◆ **INPUT**
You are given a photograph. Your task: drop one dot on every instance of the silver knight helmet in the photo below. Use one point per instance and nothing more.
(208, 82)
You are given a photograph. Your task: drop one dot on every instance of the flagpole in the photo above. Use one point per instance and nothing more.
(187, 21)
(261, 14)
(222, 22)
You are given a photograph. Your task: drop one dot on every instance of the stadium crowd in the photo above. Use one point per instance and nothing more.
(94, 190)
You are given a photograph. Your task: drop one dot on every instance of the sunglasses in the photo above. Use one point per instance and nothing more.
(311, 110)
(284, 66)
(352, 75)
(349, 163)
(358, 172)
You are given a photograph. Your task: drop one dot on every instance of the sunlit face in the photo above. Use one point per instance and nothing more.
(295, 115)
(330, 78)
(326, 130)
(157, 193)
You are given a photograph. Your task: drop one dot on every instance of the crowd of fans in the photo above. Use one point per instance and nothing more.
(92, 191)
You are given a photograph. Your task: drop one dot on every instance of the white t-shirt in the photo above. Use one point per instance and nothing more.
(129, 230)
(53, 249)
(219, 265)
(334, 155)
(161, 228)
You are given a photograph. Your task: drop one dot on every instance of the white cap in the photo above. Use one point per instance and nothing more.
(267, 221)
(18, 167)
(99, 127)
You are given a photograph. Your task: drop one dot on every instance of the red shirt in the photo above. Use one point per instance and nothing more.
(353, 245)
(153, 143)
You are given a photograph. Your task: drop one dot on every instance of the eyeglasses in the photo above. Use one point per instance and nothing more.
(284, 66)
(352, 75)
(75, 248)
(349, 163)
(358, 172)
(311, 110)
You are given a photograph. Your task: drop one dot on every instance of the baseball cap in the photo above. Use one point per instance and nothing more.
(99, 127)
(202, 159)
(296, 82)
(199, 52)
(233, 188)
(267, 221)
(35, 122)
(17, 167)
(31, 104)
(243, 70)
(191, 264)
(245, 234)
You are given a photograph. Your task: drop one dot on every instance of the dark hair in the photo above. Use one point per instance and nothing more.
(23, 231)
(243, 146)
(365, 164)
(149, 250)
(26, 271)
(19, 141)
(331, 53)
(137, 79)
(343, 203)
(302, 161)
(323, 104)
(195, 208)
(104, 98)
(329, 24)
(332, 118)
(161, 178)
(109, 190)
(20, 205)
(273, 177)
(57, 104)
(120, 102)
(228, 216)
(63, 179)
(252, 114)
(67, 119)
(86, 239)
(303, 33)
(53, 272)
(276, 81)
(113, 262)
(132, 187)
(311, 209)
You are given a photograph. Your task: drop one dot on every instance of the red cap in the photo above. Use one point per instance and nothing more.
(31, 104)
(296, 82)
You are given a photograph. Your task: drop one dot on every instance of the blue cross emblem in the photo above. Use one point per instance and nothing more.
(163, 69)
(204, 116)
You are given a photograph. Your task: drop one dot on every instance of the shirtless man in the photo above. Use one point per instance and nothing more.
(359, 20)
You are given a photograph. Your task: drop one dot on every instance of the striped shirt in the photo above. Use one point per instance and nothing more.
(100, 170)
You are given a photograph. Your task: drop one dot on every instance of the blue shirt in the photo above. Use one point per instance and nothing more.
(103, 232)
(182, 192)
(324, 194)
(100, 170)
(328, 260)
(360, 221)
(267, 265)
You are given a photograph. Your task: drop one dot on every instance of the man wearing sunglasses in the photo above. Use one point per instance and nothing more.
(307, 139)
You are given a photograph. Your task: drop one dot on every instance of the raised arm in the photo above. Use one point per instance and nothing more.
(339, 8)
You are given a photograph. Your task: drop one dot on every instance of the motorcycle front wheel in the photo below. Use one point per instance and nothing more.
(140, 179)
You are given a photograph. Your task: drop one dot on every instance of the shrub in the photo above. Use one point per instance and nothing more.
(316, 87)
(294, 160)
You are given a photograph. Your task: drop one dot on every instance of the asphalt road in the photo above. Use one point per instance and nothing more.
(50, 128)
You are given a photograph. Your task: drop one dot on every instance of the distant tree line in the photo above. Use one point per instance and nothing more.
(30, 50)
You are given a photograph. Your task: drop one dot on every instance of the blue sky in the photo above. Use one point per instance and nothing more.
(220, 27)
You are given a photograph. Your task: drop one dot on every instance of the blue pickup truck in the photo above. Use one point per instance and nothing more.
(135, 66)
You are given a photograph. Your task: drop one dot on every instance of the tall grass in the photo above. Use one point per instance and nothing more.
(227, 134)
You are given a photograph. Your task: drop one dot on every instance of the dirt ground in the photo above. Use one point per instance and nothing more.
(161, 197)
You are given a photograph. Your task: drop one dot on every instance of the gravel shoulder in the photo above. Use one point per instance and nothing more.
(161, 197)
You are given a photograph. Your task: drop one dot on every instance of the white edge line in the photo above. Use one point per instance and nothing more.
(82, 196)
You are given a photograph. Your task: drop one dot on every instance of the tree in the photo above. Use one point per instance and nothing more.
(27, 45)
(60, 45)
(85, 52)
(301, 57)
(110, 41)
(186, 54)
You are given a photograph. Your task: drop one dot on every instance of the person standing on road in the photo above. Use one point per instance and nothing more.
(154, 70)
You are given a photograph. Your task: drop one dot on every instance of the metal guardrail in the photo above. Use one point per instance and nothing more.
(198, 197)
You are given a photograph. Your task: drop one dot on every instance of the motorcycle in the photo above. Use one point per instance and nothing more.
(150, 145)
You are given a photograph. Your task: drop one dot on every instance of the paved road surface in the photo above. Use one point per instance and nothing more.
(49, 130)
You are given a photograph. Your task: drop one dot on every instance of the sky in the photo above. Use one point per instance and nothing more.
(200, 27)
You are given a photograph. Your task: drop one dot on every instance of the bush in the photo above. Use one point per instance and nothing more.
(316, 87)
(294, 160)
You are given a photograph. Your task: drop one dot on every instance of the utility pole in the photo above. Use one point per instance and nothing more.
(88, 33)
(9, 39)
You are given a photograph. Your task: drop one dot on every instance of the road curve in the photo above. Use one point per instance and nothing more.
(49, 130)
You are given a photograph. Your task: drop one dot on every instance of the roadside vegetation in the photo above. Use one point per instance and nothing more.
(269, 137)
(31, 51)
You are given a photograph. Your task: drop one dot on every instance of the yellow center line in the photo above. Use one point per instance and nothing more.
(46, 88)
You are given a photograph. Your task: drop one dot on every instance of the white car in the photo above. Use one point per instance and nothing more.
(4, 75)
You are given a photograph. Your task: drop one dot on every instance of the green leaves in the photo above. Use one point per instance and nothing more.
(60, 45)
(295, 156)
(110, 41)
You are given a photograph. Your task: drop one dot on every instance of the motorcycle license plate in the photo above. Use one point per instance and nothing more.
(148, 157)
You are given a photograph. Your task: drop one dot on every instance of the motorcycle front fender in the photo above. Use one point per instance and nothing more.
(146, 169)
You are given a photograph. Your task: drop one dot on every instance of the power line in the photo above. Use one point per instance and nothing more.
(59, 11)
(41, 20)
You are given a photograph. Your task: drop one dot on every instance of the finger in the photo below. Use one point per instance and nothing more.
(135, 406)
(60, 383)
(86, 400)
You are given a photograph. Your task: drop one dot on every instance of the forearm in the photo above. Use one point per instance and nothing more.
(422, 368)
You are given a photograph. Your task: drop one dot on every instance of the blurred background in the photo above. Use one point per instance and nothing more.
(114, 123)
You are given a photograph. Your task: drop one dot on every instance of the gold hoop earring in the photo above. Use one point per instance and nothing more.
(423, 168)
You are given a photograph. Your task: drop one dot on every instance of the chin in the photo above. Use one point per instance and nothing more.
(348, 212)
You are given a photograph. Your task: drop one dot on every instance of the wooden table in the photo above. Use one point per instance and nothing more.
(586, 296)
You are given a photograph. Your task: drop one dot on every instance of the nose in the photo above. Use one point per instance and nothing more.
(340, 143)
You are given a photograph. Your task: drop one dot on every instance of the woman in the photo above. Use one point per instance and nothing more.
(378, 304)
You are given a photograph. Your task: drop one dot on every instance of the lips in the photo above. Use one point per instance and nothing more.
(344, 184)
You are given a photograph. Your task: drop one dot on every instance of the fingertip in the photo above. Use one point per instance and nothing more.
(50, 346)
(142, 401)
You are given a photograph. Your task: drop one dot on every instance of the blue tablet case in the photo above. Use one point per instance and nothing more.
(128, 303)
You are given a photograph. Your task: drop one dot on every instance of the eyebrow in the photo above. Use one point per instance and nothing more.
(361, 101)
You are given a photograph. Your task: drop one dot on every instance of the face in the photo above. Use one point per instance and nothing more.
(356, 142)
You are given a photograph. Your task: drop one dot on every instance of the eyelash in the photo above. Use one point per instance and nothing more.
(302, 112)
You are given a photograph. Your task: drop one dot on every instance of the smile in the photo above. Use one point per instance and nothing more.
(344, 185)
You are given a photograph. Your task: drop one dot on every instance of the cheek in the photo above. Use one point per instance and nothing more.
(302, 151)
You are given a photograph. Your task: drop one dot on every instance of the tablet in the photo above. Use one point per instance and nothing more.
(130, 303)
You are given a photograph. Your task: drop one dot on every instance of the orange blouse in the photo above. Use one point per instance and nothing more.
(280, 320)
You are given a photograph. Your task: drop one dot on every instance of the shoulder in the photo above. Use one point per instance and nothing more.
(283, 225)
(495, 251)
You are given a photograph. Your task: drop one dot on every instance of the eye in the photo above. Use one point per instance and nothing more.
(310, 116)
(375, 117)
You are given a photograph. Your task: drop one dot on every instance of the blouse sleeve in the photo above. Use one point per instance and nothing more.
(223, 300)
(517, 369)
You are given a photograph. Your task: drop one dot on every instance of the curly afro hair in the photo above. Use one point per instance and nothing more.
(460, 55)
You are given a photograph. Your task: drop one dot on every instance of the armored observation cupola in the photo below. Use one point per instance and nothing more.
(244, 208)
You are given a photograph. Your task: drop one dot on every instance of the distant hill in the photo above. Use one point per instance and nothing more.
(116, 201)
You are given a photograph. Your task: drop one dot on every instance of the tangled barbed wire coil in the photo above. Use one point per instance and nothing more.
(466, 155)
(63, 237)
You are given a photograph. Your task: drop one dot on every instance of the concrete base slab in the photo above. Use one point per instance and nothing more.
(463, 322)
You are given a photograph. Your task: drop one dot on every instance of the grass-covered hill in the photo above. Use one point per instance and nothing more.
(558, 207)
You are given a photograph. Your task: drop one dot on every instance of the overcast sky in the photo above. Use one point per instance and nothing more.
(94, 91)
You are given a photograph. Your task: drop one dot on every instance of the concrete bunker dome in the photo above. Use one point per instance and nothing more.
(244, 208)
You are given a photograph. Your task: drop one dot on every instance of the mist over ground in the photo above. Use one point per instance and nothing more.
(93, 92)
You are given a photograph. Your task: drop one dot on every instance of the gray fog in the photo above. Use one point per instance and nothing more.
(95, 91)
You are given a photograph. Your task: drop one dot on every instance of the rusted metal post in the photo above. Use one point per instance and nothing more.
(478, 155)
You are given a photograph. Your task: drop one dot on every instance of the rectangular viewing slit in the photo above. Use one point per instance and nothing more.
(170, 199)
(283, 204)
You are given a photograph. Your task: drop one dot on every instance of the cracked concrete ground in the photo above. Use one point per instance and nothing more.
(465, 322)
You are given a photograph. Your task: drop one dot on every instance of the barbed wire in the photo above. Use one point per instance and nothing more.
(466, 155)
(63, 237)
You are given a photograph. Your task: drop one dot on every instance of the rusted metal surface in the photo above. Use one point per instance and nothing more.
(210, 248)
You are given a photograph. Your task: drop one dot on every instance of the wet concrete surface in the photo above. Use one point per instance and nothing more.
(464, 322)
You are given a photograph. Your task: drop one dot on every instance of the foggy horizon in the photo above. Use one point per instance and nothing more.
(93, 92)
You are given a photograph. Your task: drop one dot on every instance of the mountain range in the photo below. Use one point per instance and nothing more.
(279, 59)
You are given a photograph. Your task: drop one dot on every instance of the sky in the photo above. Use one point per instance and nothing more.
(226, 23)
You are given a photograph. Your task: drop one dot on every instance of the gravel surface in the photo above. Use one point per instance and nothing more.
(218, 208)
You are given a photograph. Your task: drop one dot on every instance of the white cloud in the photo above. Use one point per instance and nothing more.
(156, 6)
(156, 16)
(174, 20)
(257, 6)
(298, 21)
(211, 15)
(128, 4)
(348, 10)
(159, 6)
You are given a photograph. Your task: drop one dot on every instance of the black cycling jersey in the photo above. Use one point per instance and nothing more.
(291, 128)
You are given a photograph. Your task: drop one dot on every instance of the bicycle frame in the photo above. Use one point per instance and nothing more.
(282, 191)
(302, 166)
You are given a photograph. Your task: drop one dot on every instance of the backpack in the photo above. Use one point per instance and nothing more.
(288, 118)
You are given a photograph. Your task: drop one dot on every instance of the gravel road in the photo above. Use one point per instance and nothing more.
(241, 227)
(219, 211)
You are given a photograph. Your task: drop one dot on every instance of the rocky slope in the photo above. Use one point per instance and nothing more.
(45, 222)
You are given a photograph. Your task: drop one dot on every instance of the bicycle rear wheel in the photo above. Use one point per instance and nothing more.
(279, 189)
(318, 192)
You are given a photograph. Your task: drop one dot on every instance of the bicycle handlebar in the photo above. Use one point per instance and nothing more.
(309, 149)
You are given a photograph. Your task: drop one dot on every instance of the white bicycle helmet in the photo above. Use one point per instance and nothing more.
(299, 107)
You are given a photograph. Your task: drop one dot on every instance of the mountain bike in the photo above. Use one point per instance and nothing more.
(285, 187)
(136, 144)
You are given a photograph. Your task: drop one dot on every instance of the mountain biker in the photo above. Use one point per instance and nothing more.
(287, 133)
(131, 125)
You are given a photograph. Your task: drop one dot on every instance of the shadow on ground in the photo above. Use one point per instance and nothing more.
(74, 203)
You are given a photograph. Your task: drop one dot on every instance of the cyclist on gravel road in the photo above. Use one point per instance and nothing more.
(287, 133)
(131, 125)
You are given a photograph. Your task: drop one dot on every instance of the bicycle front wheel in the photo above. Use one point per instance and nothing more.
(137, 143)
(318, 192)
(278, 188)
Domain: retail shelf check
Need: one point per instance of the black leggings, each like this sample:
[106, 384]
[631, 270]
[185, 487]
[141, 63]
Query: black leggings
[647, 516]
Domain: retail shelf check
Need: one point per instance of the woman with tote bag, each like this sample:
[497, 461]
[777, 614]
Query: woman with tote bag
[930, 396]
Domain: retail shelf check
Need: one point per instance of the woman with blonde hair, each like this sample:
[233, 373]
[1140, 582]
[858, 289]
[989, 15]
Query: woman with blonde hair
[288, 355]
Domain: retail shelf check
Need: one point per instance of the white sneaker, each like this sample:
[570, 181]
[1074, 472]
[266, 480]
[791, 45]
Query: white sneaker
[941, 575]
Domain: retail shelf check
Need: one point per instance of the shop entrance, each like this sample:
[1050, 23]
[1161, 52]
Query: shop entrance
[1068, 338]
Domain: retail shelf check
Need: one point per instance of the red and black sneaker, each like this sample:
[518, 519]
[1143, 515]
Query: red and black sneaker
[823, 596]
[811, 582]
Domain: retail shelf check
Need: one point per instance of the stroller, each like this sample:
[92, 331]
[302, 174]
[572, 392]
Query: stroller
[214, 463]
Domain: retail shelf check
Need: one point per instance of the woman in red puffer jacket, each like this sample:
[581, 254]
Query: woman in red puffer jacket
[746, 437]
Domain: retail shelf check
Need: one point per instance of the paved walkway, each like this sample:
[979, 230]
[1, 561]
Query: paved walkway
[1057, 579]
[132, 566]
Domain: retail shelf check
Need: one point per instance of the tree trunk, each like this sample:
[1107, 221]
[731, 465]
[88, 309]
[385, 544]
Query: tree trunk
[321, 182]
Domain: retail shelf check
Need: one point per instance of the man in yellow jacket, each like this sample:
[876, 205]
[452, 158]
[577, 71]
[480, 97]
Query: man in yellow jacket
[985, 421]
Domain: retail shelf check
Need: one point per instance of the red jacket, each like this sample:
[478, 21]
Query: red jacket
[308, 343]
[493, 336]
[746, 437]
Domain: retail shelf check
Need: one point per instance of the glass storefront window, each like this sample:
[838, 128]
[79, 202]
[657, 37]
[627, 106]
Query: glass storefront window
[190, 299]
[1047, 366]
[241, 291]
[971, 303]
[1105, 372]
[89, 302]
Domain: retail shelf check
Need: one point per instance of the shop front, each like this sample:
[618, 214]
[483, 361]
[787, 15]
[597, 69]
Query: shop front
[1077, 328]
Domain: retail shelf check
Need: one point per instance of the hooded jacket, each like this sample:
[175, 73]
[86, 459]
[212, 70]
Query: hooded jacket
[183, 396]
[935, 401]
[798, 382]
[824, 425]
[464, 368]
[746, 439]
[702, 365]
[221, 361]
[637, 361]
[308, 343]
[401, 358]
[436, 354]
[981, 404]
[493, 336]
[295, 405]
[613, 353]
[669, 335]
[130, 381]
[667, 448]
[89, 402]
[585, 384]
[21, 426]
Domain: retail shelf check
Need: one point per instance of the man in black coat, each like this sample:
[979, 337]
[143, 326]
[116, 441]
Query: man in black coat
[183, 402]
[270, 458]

◆ **WORK TO DO**
List each line in the entries above that contains the word "storefront", copying the whole line. The match is case-sensitive.

◆ **THE COMPLETED TASK**
Need: one point per instance of the glass storefront window, each like this sample:
Query: glass storefront window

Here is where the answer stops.